Task brief.
Quote the data below in full, please, without altering anything.

(Point annotation dataset records)
****************************************

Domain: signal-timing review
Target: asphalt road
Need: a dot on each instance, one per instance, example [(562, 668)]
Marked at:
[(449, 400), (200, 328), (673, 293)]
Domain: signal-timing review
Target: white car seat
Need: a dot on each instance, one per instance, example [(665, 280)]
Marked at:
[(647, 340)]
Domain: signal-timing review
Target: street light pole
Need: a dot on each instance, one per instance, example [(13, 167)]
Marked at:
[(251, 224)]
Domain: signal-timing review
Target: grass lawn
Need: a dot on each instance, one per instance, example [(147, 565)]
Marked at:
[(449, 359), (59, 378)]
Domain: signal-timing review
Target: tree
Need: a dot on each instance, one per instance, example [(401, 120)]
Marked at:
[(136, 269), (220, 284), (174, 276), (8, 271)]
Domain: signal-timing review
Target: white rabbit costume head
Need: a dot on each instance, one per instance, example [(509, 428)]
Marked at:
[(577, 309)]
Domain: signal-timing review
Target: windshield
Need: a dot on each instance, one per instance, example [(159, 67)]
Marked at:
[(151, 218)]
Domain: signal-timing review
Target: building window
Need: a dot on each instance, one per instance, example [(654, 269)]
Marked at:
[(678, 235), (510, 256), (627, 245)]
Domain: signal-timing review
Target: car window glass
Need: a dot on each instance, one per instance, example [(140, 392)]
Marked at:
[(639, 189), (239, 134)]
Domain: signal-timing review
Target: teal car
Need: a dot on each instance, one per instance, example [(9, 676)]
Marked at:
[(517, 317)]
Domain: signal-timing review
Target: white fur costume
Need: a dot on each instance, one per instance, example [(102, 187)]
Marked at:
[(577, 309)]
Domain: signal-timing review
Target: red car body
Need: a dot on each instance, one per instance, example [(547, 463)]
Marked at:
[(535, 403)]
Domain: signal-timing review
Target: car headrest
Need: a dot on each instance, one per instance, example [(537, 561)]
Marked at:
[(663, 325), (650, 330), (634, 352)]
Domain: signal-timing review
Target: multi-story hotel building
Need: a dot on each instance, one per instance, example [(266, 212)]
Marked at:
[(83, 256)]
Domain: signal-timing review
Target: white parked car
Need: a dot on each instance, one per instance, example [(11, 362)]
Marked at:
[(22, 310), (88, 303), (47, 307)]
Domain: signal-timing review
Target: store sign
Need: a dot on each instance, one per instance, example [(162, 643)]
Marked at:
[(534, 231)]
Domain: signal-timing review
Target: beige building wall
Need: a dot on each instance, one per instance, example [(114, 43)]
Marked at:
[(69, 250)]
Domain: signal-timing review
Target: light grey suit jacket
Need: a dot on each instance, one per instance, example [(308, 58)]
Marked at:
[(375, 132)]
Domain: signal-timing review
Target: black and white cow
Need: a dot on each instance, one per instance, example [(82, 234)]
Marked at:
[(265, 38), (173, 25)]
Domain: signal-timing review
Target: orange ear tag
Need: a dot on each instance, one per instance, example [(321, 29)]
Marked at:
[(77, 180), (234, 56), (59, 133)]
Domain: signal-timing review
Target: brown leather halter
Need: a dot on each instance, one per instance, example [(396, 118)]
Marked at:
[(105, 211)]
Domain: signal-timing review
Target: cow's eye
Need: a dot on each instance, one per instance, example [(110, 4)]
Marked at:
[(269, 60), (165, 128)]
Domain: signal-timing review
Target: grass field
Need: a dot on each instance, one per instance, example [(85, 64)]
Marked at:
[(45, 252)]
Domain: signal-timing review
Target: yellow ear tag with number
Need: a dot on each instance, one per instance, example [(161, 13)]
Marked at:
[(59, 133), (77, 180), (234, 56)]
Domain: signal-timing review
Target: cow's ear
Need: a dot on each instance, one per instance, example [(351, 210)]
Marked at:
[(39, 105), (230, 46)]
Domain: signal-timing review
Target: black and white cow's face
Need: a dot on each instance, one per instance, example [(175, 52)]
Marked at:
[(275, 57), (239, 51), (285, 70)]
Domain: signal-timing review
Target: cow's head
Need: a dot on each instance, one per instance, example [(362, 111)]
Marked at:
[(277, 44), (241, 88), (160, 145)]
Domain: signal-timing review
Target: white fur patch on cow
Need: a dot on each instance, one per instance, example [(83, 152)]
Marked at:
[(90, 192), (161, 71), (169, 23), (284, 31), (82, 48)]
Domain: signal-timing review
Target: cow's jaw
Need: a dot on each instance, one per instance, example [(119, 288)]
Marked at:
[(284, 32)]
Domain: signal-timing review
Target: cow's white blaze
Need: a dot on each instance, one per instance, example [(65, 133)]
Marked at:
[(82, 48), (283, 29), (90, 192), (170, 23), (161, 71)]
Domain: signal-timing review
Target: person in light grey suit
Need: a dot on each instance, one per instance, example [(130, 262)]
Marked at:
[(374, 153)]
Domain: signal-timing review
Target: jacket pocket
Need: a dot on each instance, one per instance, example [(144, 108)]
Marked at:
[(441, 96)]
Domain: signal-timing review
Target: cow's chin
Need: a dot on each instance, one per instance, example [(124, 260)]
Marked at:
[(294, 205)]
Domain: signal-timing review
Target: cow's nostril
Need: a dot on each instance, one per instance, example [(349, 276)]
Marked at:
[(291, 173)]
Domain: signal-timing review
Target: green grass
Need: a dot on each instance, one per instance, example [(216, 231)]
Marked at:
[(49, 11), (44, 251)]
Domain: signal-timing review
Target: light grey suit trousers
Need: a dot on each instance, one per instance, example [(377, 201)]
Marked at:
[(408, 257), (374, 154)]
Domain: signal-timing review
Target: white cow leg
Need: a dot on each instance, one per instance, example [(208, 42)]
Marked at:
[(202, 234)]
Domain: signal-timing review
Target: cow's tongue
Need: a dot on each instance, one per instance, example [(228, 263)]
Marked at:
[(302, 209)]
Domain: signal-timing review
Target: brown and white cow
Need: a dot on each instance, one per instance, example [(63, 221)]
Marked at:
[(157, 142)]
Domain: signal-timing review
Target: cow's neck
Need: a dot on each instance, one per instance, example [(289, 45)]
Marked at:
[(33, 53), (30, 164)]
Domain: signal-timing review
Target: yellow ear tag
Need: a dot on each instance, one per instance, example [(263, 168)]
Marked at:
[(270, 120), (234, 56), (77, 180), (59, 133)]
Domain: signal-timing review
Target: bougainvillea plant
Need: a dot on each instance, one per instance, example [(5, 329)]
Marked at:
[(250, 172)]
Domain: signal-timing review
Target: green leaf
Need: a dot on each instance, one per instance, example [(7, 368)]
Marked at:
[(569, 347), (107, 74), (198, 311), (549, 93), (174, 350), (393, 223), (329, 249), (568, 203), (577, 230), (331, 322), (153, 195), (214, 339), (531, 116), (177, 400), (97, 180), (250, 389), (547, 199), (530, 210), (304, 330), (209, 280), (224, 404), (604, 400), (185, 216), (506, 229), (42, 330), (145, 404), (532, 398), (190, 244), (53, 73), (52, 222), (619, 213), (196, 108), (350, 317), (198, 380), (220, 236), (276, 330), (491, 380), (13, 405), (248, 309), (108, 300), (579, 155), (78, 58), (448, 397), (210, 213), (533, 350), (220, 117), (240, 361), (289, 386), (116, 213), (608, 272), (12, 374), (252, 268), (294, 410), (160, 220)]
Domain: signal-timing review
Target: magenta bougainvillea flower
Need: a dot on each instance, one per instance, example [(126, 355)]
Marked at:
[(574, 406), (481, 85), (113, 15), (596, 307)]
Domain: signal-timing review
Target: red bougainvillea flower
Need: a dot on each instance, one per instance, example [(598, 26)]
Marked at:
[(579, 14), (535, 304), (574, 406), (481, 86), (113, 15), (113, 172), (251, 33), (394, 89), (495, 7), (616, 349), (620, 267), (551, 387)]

****************************************

Answer for the task.
Domain: signal-timing review
Target: asphalt road
Need: a dot on each instance, one per instance, example [(562, 668)]
Marked at:
[(449, 400), (200, 328), (673, 293)]
Domain: signal-timing review
Target: white car seat
Need: a dot on each instance, one per instance, example [(665, 280)]
Marked at:
[(647, 340)]
Domain: signal-timing review
Target: street light pole
Need: a dot on each instance, one per instance, example [(13, 167)]
Marked at:
[(251, 224)]
Domain: signal-timing review
Target: grass lawn
Need: a dot on each instance, one per instance, example [(147, 565)]
Marked at:
[(449, 359), (59, 378)]
Domain: signal-timing review
Target: tree
Need: a dot on each instance, one per instance, example [(401, 120)]
Marked at:
[(136, 269), (220, 284), (174, 276), (8, 271)]
Domain: signal-timing review
Target: white rabbit costume head
Need: a dot on each instance, one per instance, example [(509, 428)]
Marked at:
[(577, 309)]
Domain: signal-timing review
Target: windshield
Need: a dot on each instance, one per instance, example [(159, 67)]
Marked at:
[(151, 218)]
Domain: signal-timing review
Target: building window
Need: a dot on each instance, one per instance, example [(654, 269)]
Marked at:
[(678, 235), (510, 256), (627, 245)]
Domain: signal-timing review
Target: car window glass
Need: a dot on each instance, one per instance, example [(140, 392)]
Marked at:
[(639, 189), (239, 134)]
Domain: signal-timing review
Target: teal car
Need: a dot on each instance, one per instance, example [(9, 676)]
Marked at:
[(517, 317)]
Domain: signal-timing review
Target: white fur costume
Need: a dot on each instance, one per instance, example [(102, 187)]
Marked at:
[(577, 309)]
Domain: signal-timing review
Target: red car body
Need: a dot on each instance, one per instance, example [(547, 463)]
Marked at:
[(535, 403)]
Domain: signal-timing review
Target: car headrest
Need: a dot on each instance, one per instance, example [(537, 561)]
Marked at:
[(663, 325), (650, 330), (634, 352)]
Domain: signal-timing review
Target: multi-story hotel building
Need: a dot on each instance, one per instance, example [(266, 212)]
Marked at:
[(83, 256)]
Domain: signal-timing review
Target: white parked car
Need: a dot on each instance, one per instance, example [(11, 362)]
Marked at:
[(22, 310), (88, 303), (47, 307)]
Domain: signal-timing review
Target: store sign
Need: a dot on each instance, one per instance, example [(162, 643)]
Marked at:
[(534, 231)]
Domain: signal-timing review
Target: beige building wall
Need: a dot on each instance, one per instance, example [(114, 43)]
Marked at:
[(69, 250)]
Domain: signal-timing review
Target: light grey suit jacket
Need: a dot on each instance, one per instance, example [(308, 58)]
Marked at:
[(375, 132)]
Domain: signal-timing review
Target: black and white cow
Need: a dot on each instance, one per instance, example [(82, 234)]
Marked at:
[(265, 38), (173, 25)]
Domain: signal-timing review
Target: orange ear tag
Need: a dot on each instance, one per instance, example [(321, 29)]
Marked at:
[(77, 180), (234, 56), (59, 133)]
Domain: signal-timing review
Target: brown leather halter
Need: a dot on each instance, one per instance, example [(396, 118)]
Marked at:
[(105, 211)]
Domain: signal-timing review
Target: cow's eye
Need: a dot on each instance, one per instance, example [(110, 4)]
Marked at:
[(269, 60), (165, 128)]
Domain: signal-timing review
Target: grass field
Need: a dot on each instance, one per instance, example [(85, 64)]
Marked at:
[(45, 252)]
Domain: signal-timing review
Target: yellow ear tag with number
Need: a dot on each instance, one per instance, example [(161, 13)]
Marked at:
[(59, 133), (77, 180), (234, 56)]
Domain: signal-timing review
Target: cow's ear
Need: a dot on each instance, one per instance, example [(351, 210)]
Marked at:
[(39, 105), (230, 46)]
Domain: signal-timing review
Target: black and white cow's face
Need: a dot on each instance, one per instance, example [(175, 52)]
Marked at:
[(275, 57), (239, 51), (285, 70)]
Domain: signal-timing review
Target: cow's head
Need: a dot on each instance, one per instance, example [(362, 111)]
Marked at:
[(277, 44), (241, 88), (160, 145)]
Domain: signal-timing review
Target: white fur patch on cow
Need: a dot on each instance, one per instance, example [(83, 152)]
Marked at:
[(90, 192), (161, 71), (169, 23), (284, 31), (82, 48)]
Domain: signal-timing review
Target: cow's jaw
Need: a dot on each instance, one per instance, example [(119, 288)]
Marked at:
[(284, 32)]
Domain: signal-timing review
Target: cow's white blaze
Need: a dot on each instance, one per instance, example [(65, 133)]
Marked at:
[(82, 48), (283, 29), (90, 192), (170, 23), (161, 71)]
Domain: signal-timing review
Target: person in light grey suit
Need: a dot on each instance, one per instance, example [(130, 262)]
Marked at:
[(374, 153)]
Domain: signal-timing review
Target: jacket pocket
Need: a dot on each instance, one per instance, example [(144, 108)]
Marked at:
[(441, 96)]
Domain: signal-timing review
Target: cow's chin
Need: a dot on each instance, one per instance, example [(124, 260)]
Marked at:
[(294, 205)]
Domain: signal-timing review
Target: cow's nostril
Need: a dot on each instance, one per instance, example [(349, 276)]
Marked at:
[(291, 173)]
Domain: signal-timing review
Target: green grass
Need: a dot on each instance, one per instance, example [(216, 231)]
Marked at:
[(49, 11), (44, 251)]
Domain: signal-timing review
Target: light grey suit trousers
Need: a dot on each instance, one per instance, example [(377, 201)]
Marked at:
[(408, 257), (374, 154)]
Domain: signal-timing review
Target: white cow leg
Need: a dot on each instance, one per instance, example [(208, 42)]
Marked at:
[(202, 234)]
Domain: signal-timing review
Target: cow's tongue
Need: a dot on each instance, one per instance, example [(228, 263)]
Marked at:
[(302, 209)]
Domain: signal-timing review
Target: brown and white cow
Need: a dot on each instance, one per instance, example [(63, 221)]
Marked at:
[(157, 142)]
Domain: signal-timing review
Target: cow's neck
Need: a dot on each instance, one per instance, example [(289, 45)]
Marked at:
[(33, 53), (30, 164)]
Domain: signal-timing review
Target: yellow ear tag
Need: a dot on each instance, one per instance, example [(263, 168)]
Marked at:
[(270, 120), (234, 56), (77, 180), (59, 133)]
Domain: signal-timing review
Target: bougainvillea plant
Need: a dot on each instance, one per instance, example [(5, 329)]
Marked at:
[(250, 172)]
Domain: signal-timing review
Target: green leaf
Need: a dot on each instance, one per instance, example [(7, 368)]
Marked at:
[(569, 347), (107, 74), (198, 311), (549, 93), (174, 350), (393, 223), (329, 249), (568, 203), (577, 230), (331, 322), (153, 195), (214, 339), (531, 116), (177, 400), (97, 180), (250, 389), (547, 199), (530, 210), (304, 330), (209, 280), (224, 404), (604, 400), (185, 216), (506, 229), (42, 330), (145, 404), (532, 398), (190, 244), (53, 73), (52, 222), (619, 213), (196, 108), (350, 317), (198, 380), (220, 236), (276, 330), (491, 380), (13, 405), (248, 309), (108, 300), (579, 155), (78, 58), (448, 397), (210, 213), (533, 350), (220, 117), (240, 361), (289, 386), (116, 213), (608, 272), (12, 374), (252, 268), (294, 410), (160, 220)]
Domain: signal-timing review
Target: magenta bougainvillea flower
Need: a dot on each instance, one per instance, example [(126, 355)]
Marked at:
[(574, 406), (481, 85), (113, 15), (596, 307)]
Domain: signal-timing review
Target: red bougainvillea flower
Need: a dot on each instance, one per instance, example [(598, 26)]
Marked at:
[(579, 14), (535, 304), (574, 406), (481, 86), (113, 15), (113, 172), (251, 33), (394, 89), (495, 7), (616, 349), (620, 267), (551, 387)]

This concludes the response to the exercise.